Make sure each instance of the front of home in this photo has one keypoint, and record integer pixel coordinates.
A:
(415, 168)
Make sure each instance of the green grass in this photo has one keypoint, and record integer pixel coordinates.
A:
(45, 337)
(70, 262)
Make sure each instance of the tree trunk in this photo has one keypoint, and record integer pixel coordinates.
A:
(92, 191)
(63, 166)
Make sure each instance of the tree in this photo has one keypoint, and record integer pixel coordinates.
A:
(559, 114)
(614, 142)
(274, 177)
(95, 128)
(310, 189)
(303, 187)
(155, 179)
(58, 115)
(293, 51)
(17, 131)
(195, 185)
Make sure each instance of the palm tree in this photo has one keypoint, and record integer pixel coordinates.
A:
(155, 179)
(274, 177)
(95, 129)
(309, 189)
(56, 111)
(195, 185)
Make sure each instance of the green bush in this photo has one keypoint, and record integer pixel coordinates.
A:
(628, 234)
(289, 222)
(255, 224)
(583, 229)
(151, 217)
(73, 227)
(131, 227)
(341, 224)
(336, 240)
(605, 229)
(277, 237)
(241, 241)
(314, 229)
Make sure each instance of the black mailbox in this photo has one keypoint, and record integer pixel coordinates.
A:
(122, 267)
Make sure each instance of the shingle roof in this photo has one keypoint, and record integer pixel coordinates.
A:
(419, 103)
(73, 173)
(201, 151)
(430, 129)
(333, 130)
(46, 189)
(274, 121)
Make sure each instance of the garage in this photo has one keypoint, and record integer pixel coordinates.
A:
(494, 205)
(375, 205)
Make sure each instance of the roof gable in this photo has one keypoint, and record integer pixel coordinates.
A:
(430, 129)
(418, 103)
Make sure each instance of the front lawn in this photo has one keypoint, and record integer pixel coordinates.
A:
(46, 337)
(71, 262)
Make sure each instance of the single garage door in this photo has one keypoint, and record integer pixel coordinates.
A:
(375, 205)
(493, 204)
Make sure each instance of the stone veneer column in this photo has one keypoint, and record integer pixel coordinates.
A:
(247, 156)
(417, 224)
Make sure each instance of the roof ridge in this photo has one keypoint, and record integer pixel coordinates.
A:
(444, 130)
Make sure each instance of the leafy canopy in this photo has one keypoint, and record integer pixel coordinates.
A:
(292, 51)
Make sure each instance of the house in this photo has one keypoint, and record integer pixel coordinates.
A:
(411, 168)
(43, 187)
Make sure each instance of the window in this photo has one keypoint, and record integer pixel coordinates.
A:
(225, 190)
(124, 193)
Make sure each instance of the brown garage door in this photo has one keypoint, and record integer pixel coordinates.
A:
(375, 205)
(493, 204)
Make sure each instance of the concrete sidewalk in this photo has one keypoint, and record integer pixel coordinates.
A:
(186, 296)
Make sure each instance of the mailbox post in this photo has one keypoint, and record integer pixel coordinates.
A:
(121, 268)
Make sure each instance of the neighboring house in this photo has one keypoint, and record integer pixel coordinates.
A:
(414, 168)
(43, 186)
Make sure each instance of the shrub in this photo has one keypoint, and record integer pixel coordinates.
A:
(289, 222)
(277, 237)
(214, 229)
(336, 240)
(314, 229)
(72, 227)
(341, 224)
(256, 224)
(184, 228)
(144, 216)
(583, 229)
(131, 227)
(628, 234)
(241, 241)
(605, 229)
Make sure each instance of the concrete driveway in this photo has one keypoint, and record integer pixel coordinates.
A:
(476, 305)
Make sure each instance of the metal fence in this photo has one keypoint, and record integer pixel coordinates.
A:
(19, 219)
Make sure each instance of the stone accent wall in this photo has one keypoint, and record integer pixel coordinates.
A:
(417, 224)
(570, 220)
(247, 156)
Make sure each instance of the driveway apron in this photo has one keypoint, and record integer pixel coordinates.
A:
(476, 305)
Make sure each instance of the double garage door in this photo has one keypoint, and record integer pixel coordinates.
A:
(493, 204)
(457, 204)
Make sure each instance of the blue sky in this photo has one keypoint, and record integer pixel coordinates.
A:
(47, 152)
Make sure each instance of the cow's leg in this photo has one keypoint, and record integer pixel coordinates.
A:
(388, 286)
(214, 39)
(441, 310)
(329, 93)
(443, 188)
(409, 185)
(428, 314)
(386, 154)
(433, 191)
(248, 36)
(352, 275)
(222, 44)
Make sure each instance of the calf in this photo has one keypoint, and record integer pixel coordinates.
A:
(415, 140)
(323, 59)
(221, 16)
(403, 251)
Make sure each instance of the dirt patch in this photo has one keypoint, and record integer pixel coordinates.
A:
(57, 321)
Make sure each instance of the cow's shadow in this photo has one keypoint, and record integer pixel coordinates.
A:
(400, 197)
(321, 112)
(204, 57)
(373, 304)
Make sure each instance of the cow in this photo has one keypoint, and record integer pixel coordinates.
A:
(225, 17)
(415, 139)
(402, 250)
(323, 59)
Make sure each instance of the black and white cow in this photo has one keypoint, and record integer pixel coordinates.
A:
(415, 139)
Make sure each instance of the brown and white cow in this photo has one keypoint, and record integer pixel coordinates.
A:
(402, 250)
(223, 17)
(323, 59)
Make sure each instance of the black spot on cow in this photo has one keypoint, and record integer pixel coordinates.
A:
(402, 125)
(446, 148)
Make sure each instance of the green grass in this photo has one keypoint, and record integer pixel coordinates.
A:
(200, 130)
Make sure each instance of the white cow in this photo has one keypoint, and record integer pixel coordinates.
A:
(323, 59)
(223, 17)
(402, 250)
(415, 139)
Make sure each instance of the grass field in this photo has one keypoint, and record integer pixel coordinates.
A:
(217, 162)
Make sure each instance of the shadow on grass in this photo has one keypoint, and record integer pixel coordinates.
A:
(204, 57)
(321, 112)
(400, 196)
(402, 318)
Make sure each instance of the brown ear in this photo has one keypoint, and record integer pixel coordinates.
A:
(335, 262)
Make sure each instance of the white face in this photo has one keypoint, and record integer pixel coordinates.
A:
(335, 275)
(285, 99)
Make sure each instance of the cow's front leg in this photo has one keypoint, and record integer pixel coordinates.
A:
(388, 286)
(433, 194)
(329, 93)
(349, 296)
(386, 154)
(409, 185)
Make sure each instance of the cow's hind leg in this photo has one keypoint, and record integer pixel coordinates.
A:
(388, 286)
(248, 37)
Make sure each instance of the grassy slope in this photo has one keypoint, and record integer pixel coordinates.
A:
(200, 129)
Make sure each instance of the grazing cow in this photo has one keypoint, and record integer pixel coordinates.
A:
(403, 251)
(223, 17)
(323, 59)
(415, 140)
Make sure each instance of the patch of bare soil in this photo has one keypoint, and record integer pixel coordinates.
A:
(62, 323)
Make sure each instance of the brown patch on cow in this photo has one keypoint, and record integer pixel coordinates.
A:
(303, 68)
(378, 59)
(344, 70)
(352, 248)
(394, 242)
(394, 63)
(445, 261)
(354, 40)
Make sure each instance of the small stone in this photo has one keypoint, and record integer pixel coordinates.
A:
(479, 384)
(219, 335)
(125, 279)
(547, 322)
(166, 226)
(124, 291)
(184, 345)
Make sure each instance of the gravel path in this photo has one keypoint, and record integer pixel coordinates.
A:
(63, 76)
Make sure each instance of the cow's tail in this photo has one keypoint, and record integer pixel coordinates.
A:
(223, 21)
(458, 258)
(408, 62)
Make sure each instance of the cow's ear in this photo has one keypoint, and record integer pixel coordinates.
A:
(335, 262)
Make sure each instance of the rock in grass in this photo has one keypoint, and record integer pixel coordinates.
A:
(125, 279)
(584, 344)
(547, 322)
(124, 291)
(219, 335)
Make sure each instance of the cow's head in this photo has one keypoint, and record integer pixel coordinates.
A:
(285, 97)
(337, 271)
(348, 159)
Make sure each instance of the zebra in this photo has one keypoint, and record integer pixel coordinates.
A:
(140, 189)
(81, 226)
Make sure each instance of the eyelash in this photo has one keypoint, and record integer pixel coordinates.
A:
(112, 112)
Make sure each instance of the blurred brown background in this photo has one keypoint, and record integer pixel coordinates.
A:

**EXERCISE INSTRUCTIONS**
Could you reproduce, exactly, every line above from the line with "Make sure each instance of the cow's hind" to the line with "Make sure each instance of the brown patch", and no other line? Both ends count.

**SOLUTION**
Make sure each instance of the cow's hind leg in this photo has one keypoint, and record integer pixel coordinates.
A:
(388, 286)
(248, 37)
Make sure each instance of the grassy slope in this photo has one keypoint, and record integer pixel coordinates.
A:
(200, 129)
Make sure each instance of the grazing cow in this photo has one keypoint, and record integer pixel coordinates.
A:
(403, 251)
(223, 17)
(323, 59)
(415, 140)
Make sure each instance of the patch of bare soil in this photo has one keypoint, and record integer pixel coordinates.
A:
(62, 323)
Make sure each instance of the brown patch on cow in this photo has one keypoint, and record integer pixel coordinates.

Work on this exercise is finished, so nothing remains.